* **Stated task 1**
Lay out the stretch of the listing from the line containing "The component shall point out each instance of the white painted" through the line containing "point(338, 72)" as a numbered list, leaving out any blank lines.

JL: Absolutely, absolutely. There’s been a major influence of the European choreographers.

MF: Who are some of them?

JL: William Forsythe . . . Jiří Kylián is the exception. I think his work has a lot of humanity behind it, and I think you get a visceral reaction, especially from his older works. Nacho Duato. But these choreographers are famous and genius for a reason, and I understand that. But the technique of William Forsythe’s work is so easily imitated that, then, any dancer who’s danced for him thinks that they can then become a choreographer using his same technique. And that’s where it becomes a watered-down version. And the technique is requiring the dancer to come up with the movement, and a lot of improvisation, and I’m still from the mindset that a choreographer birthed the entire piece, and I don’t ask my dancers to improvise. I think it should all come from one voice. And that’s my belief, and I think that goes against some of the ideas that are happening today.

MF: It’s like two streams went out, at least in modern dance: one from Martha Graham, maybe, and one toward Merce Cunningham. And I saw Merce Cunningham when I was a student many years ago. I thought that what they did was fascinating and interesting.

JL: Oh, it is. Yes.

MF: Marcel Duchamp was fascinating and interesting, and a lot of people who have imitated Marcel Duchamp have not been so fascinating and interesting.

JL: Right, exactly! I actually find Merce Cunningham’s work completely fascinating. I just went to his last season at BAM, and was inspired, and thought it was incredible and I thought the dancers were incredible. And I understand where that movement is generated and how it’s generated, and find it interesting. But it’s the same idea: the watered down effect that follows.

MF: How much did dancing for Twyla Tharp influence how you see choreography?

JL: I think it influenced me more in how I work than anything else. I think she helped me see other options for how you make up movement yourself. She used a video camera a lot, and she would improvise, and we would follow her, and the video camera was capturing everything we were doing. It allowed her to be free at that moment and she didn’t have to think, What am I going to do, What did I just do? When you do that in your mind with movement, you get very confused and you can’t remember, and then all of a sudden you’re starting to make it so simple that it’s uninteresting anymore. So when I first started choreographing, I used that technique of videotaping myself improvising, and it really helped. Now, I’ve had so much experience that I don’t use the videotape for myself anymore, and I just improvise in front of the dancers, and I’m confident that something will come out of it.

MF: So you expect them to remember it, and then the variations sort of develop with that?

* **Rows**
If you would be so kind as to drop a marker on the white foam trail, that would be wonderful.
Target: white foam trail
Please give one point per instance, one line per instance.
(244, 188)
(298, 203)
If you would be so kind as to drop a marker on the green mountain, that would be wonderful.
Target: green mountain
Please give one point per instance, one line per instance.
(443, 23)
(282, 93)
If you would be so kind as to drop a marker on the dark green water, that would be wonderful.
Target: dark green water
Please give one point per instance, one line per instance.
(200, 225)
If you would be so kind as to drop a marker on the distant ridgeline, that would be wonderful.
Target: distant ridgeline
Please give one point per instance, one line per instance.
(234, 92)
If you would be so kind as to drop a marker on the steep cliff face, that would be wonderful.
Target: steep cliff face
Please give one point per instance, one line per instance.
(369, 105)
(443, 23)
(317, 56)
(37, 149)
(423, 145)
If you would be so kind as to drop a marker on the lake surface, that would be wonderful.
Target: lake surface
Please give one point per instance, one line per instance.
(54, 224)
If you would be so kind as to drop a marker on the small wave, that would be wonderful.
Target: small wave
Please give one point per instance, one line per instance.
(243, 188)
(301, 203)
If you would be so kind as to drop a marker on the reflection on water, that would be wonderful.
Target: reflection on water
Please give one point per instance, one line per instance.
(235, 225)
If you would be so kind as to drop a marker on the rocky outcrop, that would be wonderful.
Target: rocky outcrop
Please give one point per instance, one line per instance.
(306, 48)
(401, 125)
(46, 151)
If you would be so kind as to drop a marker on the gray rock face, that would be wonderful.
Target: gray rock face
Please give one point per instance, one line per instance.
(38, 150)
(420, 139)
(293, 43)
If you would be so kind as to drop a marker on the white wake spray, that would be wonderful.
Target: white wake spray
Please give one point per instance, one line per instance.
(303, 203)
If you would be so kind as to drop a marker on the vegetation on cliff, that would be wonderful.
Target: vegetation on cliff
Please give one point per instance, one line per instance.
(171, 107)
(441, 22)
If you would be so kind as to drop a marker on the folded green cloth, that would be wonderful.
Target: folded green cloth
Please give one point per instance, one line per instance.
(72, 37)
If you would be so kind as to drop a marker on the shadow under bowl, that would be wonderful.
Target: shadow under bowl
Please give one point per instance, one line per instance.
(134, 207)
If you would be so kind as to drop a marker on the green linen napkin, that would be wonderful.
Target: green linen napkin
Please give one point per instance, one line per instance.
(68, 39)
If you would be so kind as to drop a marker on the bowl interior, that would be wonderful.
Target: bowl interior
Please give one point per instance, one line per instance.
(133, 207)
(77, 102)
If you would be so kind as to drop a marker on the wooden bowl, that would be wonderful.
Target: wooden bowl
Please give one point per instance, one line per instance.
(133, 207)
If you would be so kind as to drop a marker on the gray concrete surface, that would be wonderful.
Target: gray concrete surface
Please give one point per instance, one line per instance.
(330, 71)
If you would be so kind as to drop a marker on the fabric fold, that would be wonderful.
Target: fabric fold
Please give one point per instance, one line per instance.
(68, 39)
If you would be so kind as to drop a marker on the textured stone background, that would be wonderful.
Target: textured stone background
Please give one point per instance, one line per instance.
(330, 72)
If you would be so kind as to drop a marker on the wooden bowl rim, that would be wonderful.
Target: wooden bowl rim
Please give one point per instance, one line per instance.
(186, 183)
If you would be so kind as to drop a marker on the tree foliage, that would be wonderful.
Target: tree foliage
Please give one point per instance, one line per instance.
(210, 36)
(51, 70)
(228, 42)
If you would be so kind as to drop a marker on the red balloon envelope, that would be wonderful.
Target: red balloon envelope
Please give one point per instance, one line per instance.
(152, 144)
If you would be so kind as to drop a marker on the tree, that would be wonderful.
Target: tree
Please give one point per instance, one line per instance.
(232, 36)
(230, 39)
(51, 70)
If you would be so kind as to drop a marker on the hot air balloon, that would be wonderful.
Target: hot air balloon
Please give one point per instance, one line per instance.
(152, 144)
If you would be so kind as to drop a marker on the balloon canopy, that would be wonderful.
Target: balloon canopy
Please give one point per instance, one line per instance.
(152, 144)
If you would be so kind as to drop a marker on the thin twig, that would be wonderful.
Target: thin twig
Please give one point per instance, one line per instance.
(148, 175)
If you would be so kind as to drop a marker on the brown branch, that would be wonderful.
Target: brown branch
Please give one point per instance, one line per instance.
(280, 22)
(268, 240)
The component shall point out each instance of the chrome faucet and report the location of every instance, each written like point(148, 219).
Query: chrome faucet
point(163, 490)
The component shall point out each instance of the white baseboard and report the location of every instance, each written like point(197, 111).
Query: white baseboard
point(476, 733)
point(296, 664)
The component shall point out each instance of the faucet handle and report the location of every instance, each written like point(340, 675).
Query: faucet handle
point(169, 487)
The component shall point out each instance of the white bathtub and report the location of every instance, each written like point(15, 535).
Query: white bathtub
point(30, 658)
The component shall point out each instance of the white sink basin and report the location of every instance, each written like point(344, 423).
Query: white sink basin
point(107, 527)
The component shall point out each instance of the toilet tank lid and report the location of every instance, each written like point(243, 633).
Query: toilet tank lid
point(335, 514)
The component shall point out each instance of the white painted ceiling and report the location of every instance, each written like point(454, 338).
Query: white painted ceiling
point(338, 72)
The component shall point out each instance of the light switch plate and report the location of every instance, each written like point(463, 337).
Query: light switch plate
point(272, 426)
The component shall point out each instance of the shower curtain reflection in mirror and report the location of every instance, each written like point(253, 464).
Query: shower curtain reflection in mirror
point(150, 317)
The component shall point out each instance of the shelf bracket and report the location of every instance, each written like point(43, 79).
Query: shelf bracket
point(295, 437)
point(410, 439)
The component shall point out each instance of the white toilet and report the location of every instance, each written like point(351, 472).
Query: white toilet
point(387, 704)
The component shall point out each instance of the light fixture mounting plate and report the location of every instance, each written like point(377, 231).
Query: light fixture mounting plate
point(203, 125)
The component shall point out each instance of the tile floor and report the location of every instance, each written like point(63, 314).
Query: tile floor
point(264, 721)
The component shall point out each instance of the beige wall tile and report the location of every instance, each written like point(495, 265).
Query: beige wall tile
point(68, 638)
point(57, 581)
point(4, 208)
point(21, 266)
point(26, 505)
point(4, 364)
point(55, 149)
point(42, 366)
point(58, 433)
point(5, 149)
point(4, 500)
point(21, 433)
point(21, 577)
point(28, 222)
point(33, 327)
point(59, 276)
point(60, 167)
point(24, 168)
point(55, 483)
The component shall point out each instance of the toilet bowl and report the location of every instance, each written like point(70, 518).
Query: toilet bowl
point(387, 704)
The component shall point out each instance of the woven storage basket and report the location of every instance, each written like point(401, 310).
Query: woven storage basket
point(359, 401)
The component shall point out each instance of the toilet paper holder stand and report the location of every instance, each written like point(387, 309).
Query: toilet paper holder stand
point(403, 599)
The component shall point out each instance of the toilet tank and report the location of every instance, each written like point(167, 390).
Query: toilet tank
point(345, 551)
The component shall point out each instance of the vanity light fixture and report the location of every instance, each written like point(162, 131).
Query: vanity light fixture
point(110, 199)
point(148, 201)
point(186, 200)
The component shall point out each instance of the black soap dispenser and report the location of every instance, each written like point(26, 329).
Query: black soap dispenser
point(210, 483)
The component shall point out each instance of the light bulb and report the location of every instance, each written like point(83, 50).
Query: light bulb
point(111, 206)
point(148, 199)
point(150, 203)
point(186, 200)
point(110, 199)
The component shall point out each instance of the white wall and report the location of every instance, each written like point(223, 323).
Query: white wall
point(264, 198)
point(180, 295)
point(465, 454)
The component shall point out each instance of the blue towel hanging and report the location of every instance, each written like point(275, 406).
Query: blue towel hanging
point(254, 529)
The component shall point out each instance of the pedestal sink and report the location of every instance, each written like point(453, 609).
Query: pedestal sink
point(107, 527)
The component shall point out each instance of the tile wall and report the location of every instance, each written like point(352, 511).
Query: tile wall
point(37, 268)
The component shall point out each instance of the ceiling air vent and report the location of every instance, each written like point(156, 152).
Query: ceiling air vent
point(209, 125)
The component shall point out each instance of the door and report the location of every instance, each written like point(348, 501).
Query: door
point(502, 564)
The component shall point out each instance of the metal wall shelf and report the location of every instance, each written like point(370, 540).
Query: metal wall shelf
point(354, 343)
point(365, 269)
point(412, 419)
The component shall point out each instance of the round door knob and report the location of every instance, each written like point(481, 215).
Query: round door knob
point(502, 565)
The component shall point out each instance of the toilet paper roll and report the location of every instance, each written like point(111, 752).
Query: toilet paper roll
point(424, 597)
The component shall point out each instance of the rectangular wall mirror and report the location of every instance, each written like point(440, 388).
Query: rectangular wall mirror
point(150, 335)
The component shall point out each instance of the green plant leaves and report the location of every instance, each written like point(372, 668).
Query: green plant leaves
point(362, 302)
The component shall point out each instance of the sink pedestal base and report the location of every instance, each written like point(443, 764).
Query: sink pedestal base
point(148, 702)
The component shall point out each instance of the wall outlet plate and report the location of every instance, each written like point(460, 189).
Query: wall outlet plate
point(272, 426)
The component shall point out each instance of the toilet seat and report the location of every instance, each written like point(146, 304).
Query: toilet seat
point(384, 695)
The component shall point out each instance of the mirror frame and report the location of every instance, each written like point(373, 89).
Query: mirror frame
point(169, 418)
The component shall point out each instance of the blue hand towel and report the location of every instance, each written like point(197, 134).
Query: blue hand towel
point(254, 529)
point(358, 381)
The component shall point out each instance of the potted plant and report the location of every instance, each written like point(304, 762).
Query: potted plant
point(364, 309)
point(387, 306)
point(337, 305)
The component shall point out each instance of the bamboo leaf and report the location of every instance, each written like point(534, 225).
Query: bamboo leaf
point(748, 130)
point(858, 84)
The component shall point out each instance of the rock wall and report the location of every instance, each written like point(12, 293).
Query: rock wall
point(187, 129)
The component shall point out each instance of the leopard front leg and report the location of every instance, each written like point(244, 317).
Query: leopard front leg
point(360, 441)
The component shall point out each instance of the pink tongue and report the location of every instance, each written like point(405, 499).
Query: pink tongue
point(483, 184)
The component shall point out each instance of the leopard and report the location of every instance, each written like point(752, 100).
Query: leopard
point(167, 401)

* **Stated task 2**
Translate this sentence from the interview on choreography into Spanish: "I think it should all come from one voice."

* **Task response 1**
1. The component shall point out each instance of the white painted ceiling and report the location of every instance, each written like point(454, 338).
2. Query: white painted ceiling
3. point(338, 72)

* **Task response 2**
Creo que todo debería provenir de una sola voz.